### WORK REQUEST
Each line of the data should be transcribed exactly as given.

### PROVIDED RECORDS

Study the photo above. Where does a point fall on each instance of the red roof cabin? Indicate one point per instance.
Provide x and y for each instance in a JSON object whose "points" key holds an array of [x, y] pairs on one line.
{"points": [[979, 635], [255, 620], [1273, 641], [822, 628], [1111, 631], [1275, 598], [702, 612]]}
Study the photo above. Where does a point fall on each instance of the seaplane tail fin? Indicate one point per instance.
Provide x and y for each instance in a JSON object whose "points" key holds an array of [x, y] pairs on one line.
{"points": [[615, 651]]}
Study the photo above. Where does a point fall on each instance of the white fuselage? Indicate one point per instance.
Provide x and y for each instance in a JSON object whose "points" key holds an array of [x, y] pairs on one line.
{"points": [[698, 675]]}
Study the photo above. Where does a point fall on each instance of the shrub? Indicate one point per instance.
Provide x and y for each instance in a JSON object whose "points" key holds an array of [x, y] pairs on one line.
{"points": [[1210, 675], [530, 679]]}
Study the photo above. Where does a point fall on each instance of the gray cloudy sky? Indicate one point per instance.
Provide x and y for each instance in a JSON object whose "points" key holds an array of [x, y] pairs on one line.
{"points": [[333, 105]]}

### WRITTEN SOLUTION
Study the photo above. Where does a point fall on each instance of the red roof cabin? Indicate one point per instance.
Provide x and y for each instance in a JSON object whose "points" key holds an array of [x, y] pairs on one line.
{"points": [[979, 635], [255, 620], [1273, 641], [822, 628], [1111, 631], [1275, 598], [702, 612]]}
Study the photo above. Where does a point fall on each instance of the seaplane tail fin? Indicate one point per instance.
Provide x and y for each instance in a JSON object whose "points" key holds an array of [x, y] pairs on one line.
{"points": [[615, 651]]}
Study the photo above. Where does a point fall on each instance of the white fuselage? Indicate one point per instance.
Provide x and y for each instance in a JSON object whose "points" key holds an array of [x, y] pairs on one line.
{"points": [[698, 675]]}
Study the photo above. Where does a point fall on each instance of the shrub? Indicate one point per instance.
Provide x and y for each instance in a JSON object whose "points" key holds an array of [x, y] pairs on one line.
{"points": [[1210, 675], [530, 679]]}
Study the photo above. Where does a point fall on each instance of the gray cloudy sky? Indicate one point per instance.
Provide x and y for each instance in a JSON object whose "points" key holds an array of [x, y] pairs on one line.
{"points": [[333, 105]]}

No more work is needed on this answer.